◆ To be done
1/ In the passage about Sam's early work, who ran the small foundry that hired him, and on what street was it?
2/ Using the passage about Sam's early work, explain why gold pieces looked big at that time.
3/ List everything that the passage about Sam's early work says fringed the river bank.

◆ Extract to read
+++
Sam. very soon secured employment as foreman, molder, melter, pattern and flask maker, and general utility man, with H. M. Hemminway, who had a small foundry on East Walnut between First and Second streets. The river bank was fringed with small residences, a few shops, a mill and a woolen factory. The town was small, business was depressed, money was scarce. “Gold pieces looked might big in those days, for most money was ‘wild-cat,’ practically worthless, which nobody wanted, though we had to take it,” he says. It was the year of the worst panic known in the history of the state. The entire populace, scattered over the vast domain from river to river, shut out of the markets of the sea-board, were utterly prostrate. It touched the sick body of desolate and despairing agriculture; it paralyzed the arm of the artisan and toiler. Values were destroyed, personal credit forfeited, individual liabilities were overwhelming. The credit of the state was impaired; there was more than one hundred and fifty thousand dollars of floating debt in Auditor’s warrants, drawing eight percent interest, with few purchasers, even at large discount.
+++
[Object point labels]
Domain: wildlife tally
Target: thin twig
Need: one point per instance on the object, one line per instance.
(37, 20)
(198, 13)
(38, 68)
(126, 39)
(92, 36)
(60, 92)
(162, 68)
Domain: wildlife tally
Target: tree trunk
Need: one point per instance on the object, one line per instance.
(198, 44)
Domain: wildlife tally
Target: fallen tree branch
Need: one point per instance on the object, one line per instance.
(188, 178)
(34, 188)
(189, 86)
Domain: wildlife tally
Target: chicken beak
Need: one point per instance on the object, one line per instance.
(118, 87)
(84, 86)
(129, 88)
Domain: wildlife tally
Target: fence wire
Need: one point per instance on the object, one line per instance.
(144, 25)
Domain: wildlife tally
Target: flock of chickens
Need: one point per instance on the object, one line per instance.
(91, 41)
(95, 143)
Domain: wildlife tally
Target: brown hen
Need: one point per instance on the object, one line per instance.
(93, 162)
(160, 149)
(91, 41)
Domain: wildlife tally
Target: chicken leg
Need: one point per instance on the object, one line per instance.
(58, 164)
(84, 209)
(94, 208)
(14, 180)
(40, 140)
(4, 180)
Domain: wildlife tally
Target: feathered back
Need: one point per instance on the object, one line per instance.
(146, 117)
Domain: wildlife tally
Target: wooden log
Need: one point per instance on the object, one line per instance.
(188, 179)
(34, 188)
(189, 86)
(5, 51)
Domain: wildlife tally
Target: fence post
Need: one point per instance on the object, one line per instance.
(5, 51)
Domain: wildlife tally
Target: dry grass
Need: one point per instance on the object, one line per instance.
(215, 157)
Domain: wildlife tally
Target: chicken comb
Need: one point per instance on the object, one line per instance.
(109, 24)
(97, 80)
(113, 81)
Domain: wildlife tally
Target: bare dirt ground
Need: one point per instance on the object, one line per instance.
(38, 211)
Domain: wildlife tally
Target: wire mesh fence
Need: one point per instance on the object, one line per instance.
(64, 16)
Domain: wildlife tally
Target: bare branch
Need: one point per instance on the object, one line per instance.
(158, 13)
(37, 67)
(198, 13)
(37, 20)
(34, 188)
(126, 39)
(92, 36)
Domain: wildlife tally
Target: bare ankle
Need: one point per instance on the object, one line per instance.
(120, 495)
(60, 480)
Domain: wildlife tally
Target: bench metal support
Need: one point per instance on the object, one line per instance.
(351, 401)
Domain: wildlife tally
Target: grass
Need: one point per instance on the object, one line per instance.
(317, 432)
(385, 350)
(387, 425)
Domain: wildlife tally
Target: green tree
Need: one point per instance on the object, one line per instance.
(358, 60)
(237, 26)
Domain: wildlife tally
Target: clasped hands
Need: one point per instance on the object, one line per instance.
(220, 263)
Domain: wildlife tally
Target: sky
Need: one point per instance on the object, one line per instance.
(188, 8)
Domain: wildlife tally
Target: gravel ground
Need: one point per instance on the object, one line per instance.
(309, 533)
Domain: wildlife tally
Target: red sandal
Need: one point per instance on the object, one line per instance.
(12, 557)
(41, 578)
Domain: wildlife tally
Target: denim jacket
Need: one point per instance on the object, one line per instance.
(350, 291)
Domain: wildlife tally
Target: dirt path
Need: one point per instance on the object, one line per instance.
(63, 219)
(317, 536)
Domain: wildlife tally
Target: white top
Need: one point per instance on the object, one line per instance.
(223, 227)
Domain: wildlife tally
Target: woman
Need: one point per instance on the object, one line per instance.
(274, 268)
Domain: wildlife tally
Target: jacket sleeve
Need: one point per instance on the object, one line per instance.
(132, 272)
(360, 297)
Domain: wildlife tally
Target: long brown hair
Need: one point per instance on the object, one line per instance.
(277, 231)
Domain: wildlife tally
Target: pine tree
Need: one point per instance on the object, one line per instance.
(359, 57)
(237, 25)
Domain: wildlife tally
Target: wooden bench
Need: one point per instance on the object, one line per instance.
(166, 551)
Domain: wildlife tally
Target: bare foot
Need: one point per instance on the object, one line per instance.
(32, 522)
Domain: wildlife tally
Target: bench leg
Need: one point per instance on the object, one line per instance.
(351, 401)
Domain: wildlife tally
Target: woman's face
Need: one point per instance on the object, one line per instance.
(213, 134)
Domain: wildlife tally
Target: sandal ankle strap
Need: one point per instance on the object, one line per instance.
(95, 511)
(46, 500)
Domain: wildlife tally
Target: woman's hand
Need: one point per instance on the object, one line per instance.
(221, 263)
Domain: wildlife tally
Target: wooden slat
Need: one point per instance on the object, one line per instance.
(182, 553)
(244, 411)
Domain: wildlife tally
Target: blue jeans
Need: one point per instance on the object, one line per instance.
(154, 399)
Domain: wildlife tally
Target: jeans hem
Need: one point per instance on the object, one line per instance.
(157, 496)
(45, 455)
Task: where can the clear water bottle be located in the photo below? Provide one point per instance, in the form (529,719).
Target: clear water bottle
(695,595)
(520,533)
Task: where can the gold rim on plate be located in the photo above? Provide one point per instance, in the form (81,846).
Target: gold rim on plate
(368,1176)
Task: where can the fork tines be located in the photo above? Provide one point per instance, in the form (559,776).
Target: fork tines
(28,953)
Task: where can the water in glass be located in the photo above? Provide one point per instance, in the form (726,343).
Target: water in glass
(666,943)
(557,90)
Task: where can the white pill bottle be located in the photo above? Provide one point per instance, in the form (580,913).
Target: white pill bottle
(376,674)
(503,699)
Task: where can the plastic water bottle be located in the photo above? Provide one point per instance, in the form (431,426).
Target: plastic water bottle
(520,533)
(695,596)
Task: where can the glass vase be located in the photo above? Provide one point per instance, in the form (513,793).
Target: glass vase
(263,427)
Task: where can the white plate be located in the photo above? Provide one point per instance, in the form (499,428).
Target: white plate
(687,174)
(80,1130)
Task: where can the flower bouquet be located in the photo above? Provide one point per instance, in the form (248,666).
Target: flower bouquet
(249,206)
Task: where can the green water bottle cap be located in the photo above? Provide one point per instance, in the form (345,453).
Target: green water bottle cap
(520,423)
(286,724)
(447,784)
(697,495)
+++
◆ Solutions to each task
1/ H. M. Hemminway ran it, on East Walnut between First and Second streets.

2/ Most money then was "wild-cat" money, which was practically worthless. Nobody wanted it, but people still had to take it, so gold stood out as real value.

3/
- Small residences
- A few shops
- A mill
- A woolen factory